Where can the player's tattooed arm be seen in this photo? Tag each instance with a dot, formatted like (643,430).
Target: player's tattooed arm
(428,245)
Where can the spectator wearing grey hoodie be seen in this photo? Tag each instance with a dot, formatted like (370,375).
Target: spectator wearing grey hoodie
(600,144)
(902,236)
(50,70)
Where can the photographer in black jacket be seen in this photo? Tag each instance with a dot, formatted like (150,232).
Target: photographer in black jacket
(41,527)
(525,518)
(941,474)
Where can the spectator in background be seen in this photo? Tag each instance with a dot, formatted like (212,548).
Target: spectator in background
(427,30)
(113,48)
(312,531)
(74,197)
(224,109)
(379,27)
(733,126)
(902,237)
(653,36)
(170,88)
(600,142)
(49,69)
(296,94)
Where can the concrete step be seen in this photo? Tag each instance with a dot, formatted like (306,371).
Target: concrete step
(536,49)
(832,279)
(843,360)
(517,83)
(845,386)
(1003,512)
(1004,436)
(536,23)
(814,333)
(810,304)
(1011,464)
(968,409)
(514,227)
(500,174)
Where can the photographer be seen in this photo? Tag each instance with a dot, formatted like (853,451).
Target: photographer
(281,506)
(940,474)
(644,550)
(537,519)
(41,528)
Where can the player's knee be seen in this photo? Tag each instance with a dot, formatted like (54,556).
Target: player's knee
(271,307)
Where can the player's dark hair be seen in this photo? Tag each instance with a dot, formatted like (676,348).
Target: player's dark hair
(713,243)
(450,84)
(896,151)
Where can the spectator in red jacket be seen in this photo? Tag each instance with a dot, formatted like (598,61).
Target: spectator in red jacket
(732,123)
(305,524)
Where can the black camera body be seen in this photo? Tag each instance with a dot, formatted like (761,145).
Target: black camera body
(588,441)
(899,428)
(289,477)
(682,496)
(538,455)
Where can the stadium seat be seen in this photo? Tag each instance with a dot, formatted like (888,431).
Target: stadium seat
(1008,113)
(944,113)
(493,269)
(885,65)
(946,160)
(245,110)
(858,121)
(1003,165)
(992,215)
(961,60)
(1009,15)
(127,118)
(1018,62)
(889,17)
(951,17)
════════════════
__Directions for this task__.
Copy whichever lines above contain the string "Where".

__Written answer__.
Where can the player's tattooed arm be seen in this photo? Tag each instance with a dot, formatted like (643,430).
Where can the spectator wearing grey hoodie be seen in this photo? Tag each instance with a dot, formatted like (370,375).
Where can the photographer in black jacket be seen in this photo? Tag each instance with a dot, formatted like (150,232).
Where can the spectator in background be seen in this photo? Tag each instance with a dot, formatted like (212,548).
Where can the concrete step be seen in this photo? Tag each instance with a dot, formatted like (306,371).
Where can the photographer be seen in this photo? Tag each instance with a dot, formatted like (853,451).
Where can the player's knee be seen in this photo? Tag each instance with a dot, formatted like (54,556).
Where can the player's dark hair be seen in this photo? Tag each instance with a dot, formatted like (676,348).
Where can the spectator in red jacket be seen in this photo? Tag each instance with a dot, formatted like (598,61).
Where can the black camera body be seen in this photo? Tag each instance with a dot, formatted like (761,145).
Where can the stadium seat be seen in this photo? Tag each instance with a dot, formatted like (888,431).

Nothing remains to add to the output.